## START DATA LISTING

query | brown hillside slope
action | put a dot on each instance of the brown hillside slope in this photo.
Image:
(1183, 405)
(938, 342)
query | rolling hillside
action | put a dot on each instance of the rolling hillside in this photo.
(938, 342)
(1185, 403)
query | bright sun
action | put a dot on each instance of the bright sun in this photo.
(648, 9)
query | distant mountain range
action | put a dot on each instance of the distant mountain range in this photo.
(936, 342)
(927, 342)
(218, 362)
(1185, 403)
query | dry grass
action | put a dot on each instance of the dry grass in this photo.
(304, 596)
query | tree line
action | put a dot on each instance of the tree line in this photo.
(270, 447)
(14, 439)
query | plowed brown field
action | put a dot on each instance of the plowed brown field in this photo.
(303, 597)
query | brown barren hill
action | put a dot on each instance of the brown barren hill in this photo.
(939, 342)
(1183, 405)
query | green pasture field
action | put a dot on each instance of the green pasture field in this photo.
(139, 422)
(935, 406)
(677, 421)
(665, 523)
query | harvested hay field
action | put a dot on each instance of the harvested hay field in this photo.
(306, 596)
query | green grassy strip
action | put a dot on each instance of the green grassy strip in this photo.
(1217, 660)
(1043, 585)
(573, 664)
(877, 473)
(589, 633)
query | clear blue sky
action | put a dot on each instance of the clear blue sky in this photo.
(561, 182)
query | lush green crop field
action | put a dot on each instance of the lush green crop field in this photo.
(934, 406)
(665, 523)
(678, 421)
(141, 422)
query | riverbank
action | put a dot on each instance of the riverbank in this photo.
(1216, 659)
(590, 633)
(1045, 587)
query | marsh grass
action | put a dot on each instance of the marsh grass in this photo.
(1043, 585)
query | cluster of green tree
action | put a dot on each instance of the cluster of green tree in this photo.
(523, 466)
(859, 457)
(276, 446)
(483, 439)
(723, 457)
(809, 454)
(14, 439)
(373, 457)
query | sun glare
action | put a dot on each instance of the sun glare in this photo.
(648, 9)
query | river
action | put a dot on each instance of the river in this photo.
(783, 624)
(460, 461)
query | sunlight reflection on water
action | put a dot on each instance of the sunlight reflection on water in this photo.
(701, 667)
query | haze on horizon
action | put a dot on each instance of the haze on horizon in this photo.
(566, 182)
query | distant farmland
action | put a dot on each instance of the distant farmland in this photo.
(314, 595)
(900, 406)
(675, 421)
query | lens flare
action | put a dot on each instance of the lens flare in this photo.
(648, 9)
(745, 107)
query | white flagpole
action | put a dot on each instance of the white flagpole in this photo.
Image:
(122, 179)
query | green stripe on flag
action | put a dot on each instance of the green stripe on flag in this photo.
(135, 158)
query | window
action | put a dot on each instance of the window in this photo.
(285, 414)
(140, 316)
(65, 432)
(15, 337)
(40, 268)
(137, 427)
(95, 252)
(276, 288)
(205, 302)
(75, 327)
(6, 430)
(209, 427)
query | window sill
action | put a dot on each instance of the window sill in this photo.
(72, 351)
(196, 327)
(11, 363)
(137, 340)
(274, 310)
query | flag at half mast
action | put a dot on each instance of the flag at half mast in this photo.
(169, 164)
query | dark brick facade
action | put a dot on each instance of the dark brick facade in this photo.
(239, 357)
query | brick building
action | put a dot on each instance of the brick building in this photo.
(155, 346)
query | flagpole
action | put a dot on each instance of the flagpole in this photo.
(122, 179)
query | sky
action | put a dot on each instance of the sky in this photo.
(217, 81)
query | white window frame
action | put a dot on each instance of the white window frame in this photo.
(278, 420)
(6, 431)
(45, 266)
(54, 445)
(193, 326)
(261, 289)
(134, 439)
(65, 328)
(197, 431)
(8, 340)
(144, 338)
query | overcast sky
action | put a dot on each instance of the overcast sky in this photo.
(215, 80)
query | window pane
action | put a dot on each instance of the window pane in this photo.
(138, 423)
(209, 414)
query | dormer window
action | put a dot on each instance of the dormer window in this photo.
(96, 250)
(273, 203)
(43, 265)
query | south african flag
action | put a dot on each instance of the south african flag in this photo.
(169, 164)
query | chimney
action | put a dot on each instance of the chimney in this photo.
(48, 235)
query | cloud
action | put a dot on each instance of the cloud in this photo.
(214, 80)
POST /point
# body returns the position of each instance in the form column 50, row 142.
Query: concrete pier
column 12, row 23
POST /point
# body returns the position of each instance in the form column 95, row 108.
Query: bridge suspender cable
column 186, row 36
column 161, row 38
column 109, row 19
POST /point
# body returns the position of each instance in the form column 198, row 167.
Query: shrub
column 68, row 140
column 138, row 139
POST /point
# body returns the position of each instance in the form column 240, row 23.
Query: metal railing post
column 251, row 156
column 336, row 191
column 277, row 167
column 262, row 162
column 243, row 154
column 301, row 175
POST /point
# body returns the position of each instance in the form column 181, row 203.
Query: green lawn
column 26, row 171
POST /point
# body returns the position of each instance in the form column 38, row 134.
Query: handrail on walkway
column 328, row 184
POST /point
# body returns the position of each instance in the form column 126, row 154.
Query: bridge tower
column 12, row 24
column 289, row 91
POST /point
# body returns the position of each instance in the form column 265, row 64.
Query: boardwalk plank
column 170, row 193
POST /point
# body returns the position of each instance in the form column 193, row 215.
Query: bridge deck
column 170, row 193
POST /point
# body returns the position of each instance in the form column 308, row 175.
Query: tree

## END DATA LISTING

## STATED PROBLEM
Reproduce the data, keeping every line exactly the same.

## WRITTEN RESPONSE
query | brown hillside slope
action | put a dot on each instance of the brown hillside slope in this photo.
Image:
(1183, 405)
(938, 342)
query | rolling hillside
action | put a dot on each instance of the rolling hillside in this photo.
(938, 342)
(1185, 403)
query | bright sun
action | put a dot on each instance of the bright sun in this photo.
(648, 9)
query | distant mountain range
action | put a dot on each instance of the distant mountain range in this photo.
(936, 342)
(927, 342)
(218, 362)
(1185, 403)
query | dry grass
action | put a dot on each instance of the dry grass in this photo.
(304, 596)
query | tree line
action | put a dot on each instance of the tree line in this photo.
(270, 447)
(14, 439)
query | plowed brown field
action | put a dot on each instance of the plowed brown field in this photo.
(303, 597)
query | brown barren hill
action | put a dot on each instance of the brown barren hill in this photo.
(939, 342)
(1183, 405)
query | green pasture field
action | put a dot on each instance of the green pasture field in this photo.
(139, 422)
(935, 406)
(677, 421)
(665, 523)
query | harvested hay field
action | put a dot on each instance of the harvested hay field in this photo.
(306, 596)
query | green grassy strip
action | put a dot on each instance of the green grassy strip in this photo.
(1217, 660)
(1043, 585)
(573, 664)
(877, 473)
(589, 633)
query | clear blue sky
action | put a dot on each instance of the clear blue sky in this photo.
(561, 182)
query | lush green crop field
action | put a dot on each instance of the lush green crop field in this photo.
(934, 406)
(665, 523)
(678, 421)
(141, 422)
query | riverbank
action | put a dot on each instance of the riverbank in this photo.
(1216, 659)
(590, 633)
(1045, 587)
query | marsh grass
action | put a dot on each instance of the marsh grass in this photo.
(1043, 585)
query | cluster of green tree
action | put a dot on each instance of the cluster of green tree in this photo.
(523, 466)
(859, 457)
(276, 446)
(483, 439)
(723, 457)
(809, 454)
(14, 439)
(373, 457)
query | sun glare
action | put a dot on each instance of the sun glare in this photo.
(648, 9)
query | river
action | put a dot on each instance of the river in this photo.
(783, 624)
(460, 461)
query | sunlight reflection on water
action | put a dot on each instance of the sunlight reflection on water in this photo.
(701, 667)
query | haze on horizon
action | put a dot on each instance of the haze on horizon in this photo.
(566, 182)
query | distant farmland
action | put a dot on each instance of the distant farmland in this photo.
(314, 595)
(900, 406)
(675, 421)
query | lens flare
action | put a dot on each instance of the lens flare in this photo.
(648, 9)
(745, 107)
query | white flagpole
action | put a dot on each instance of the white flagpole in this photo.
Image:
(122, 179)
query | green stripe on flag
action | put a dot on each instance of the green stripe on flag in this photo.
(135, 158)
query | window
action | put a dot on each instance of the window in this photo.
(285, 414)
(140, 316)
(65, 432)
(15, 337)
(40, 268)
(137, 427)
(95, 252)
(276, 288)
(205, 302)
(75, 327)
(6, 430)
(209, 427)
query | window sill
action | put a dot on each instance of the window sill in this photo.
(72, 351)
(196, 327)
(11, 363)
(137, 340)
(274, 310)
query | flag at half mast
action | put a dot on each instance of the flag at half mast in this photo.
(169, 164)
query | dark brick facade
action | put a dot on each instance of the dark brick facade in this photo.
(239, 357)
query | brick building
action | put a dot on each instance of the brick building in this photo.
(155, 346)
query | flagpole
action | put a dot on each instance of the flagpole in this photo.
(122, 179)
query | sky
action | put a dot on each instance of the sky in this photo.
(217, 81)
query | white window frame
action | put a dot on each instance of the white window frame in this photo.
(278, 420)
(6, 431)
(45, 266)
(54, 445)
(193, 326)
(261, 289)
(134, 439)
(65, 328)
(197, 431)
(8, 340)
(144, 338)
query | overcast sky
action | put a dot on each instance of the overcast sky in this photo.
(215, 80)
query | window pane
action | put a dot on each instance of the window pane in this photo.
(138, 423)
(209, 414)
query | dormer window
action | put a dot on each instance of the dormer window in this photo.
(96, 250)
(273, 203)
(43, 265)
query | south african flag
action | put a dot on each instance of the south african flag in this photo.
(169, 164)
query | chimney
action | put a dot on each instance of the chimney in this photo.
(48, 235)
query | cloud
action | put a dot on each instance of the cloud in this photo.
(214, 80)
POST /point
# body returns the position of each instance in the form column 50, row 142.
Query: concrete pier
column 12, row 23
POST /point
# body returns the position of each instance in the form column 95, row 108.
Query: bridge suspender cable
column 186, row 36
column 161, row 38
column 109, row 19
POST /point
# body returns the position of each instance in the form column 198, row 167.
Query: shrub
column 68, row 140
column 138, row 139
POST /point
# body returns the position of each instance in the form column 240, row 23.
Query: metal railing post
column 251, row 156
column 336, row 191
column 277, row 167
column 262, row 162
column 243, row 154
column 301, row 175
POST /point
# body returns the position of each instance in the form column 181, row 203.
Query: green lawn
column 26, row 171
POST /point
# body returns the position of each instance in the form column 38, row 134.
Query: handrail on walkway
column 328, row 184
POST /point
# body returns the position of each instance in the form column 126, row 154.
Query: bridge tower
column 12, row 24
column 289, row 91
POST /point
# body returns the position of each instance in the form column 265, row 64.
Query: boardwalk plank
column 170, row 193
POST /point
# body returns the position of each instance in the form column 193, row 215.
Query: bridge deck
column 170, row 193
POST /point
# body returns the position of each instance in the form column 308, row 175.
Query: tree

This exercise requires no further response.